*Task directions*:
Answer with the exact lines of the following material from the one containing "Query: utility pole" through the one containing "Sample output: [[248, 175]]", both end lines included.

*Provided records*:

▶

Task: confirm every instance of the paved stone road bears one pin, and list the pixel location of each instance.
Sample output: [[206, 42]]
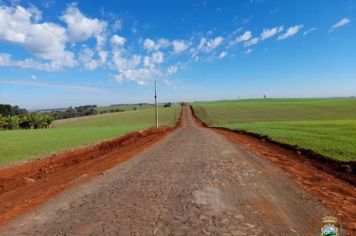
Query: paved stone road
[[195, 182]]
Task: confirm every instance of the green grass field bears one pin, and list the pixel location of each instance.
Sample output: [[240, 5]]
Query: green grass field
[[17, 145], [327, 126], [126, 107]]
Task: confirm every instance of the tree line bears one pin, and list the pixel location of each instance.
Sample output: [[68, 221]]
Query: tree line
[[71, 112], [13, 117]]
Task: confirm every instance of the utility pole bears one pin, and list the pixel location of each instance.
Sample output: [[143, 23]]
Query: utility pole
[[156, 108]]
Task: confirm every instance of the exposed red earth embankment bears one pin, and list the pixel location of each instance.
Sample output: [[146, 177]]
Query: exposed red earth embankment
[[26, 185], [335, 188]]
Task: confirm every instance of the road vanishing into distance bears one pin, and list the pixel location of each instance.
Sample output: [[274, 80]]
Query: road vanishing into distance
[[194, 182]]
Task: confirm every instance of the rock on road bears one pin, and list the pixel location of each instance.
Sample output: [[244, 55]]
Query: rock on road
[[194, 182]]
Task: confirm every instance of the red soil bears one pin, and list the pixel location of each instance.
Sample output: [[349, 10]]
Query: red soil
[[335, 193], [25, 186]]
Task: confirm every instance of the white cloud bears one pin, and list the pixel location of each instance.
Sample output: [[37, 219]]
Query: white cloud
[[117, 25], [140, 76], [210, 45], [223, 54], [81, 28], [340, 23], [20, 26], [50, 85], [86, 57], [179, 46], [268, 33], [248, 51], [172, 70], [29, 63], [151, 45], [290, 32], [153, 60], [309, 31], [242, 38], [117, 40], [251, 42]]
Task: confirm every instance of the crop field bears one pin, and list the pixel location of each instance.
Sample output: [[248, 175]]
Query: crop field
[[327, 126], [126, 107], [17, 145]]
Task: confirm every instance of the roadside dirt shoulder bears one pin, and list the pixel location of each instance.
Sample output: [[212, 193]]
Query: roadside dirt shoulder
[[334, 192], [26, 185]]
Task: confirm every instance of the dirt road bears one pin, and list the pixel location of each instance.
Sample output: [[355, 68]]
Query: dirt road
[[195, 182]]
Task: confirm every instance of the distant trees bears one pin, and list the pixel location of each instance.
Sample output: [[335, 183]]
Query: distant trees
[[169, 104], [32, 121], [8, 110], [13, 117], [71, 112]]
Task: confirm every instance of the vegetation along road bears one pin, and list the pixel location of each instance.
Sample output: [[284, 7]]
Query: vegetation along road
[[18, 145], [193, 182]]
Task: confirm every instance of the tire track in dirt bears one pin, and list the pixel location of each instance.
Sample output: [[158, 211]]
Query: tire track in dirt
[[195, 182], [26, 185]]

◀
▶

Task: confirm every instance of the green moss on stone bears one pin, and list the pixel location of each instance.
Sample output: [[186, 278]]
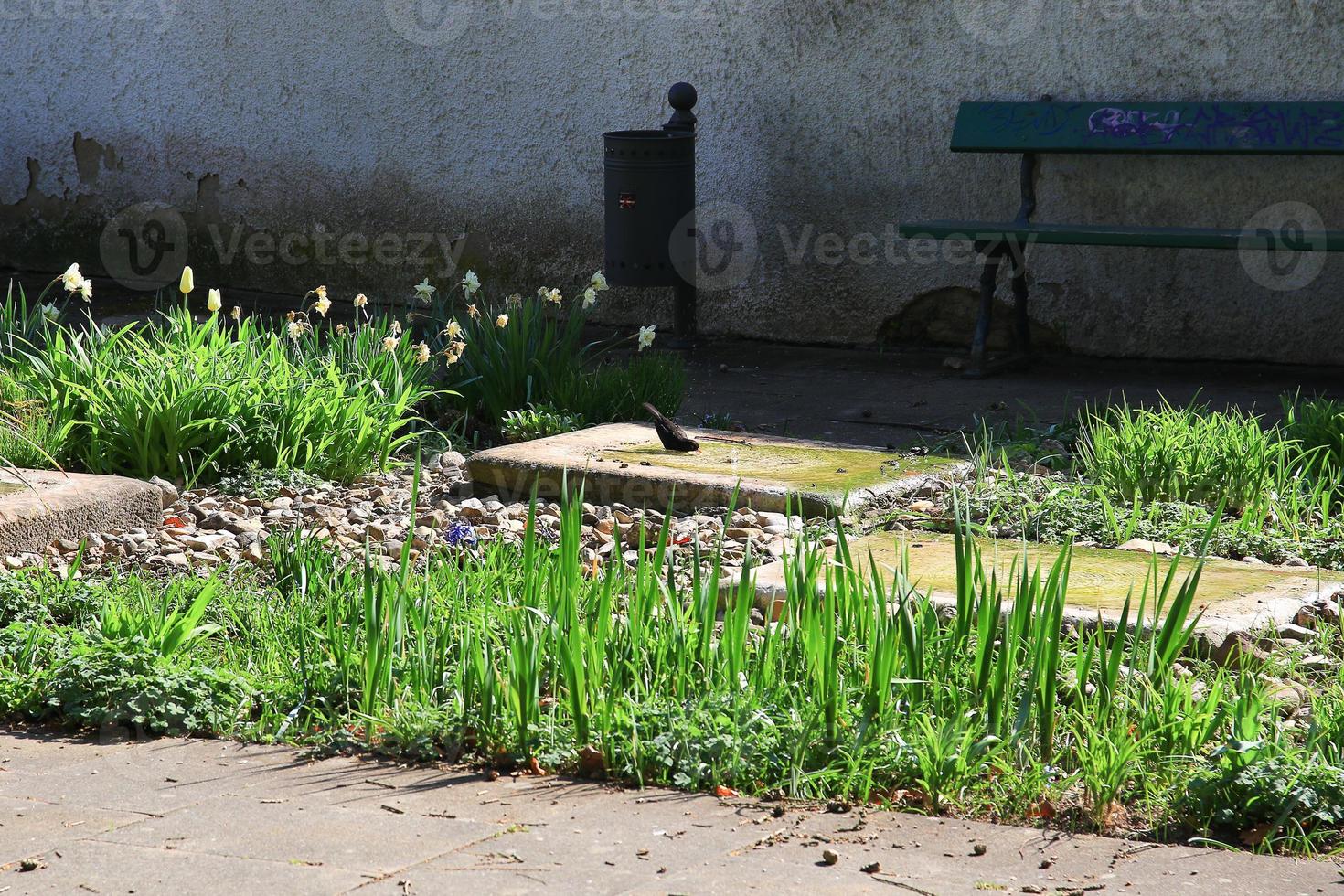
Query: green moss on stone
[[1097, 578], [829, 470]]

◀

*Output of the exercise*:
Query: utility pole
[[156, 108]]
Task: confirm every instance of the exposed red earth embankment bears one pin, and list the pixel location of each instance.
Sample output: [[146, 177]]
Query: exposed red earth embankment
[[26, 185], [335, 188]]
Task: confirm every instance of the road vanishing into distance bears one pin, and list the pixel location of each instance.
Sample output: [[274, 80]]
Query: road vanishing into distance
[[194, 182]]
Task: confirm every instance of the rock on road bears one pin, and list the pixel location of each instance.
Sample output: [[244, 55]]
Query: rock on road
[[194, 182]]
Task: confirm every instance of the red soil bears one pin, and list the pixel location of each instance.
Sample output: [[349, 10]]
Query: red soil
[[335, 193], [25, 186]]
Task: confirm every instance of the white cloud bears one pin, and list the pixel location of each instance.
Sample output: [[37, 219]]
Query: white cloud
[[117, 25], [140, 76], [210, 45], [223, 54], [81, 28], [340, 23], [20, 26], [50, 85], [86, 57], [179, 46], [268, 33], [248, 51], [172, 70], [29, 63], [151, 45], [290, 32], [153, 60], [309, 31], [242, 38], [117, 40], [251, 42]]
Task: confirm every instance of the crop field bears one pin, and list the pixel location of each instance.
Sample output: [[248, 175]]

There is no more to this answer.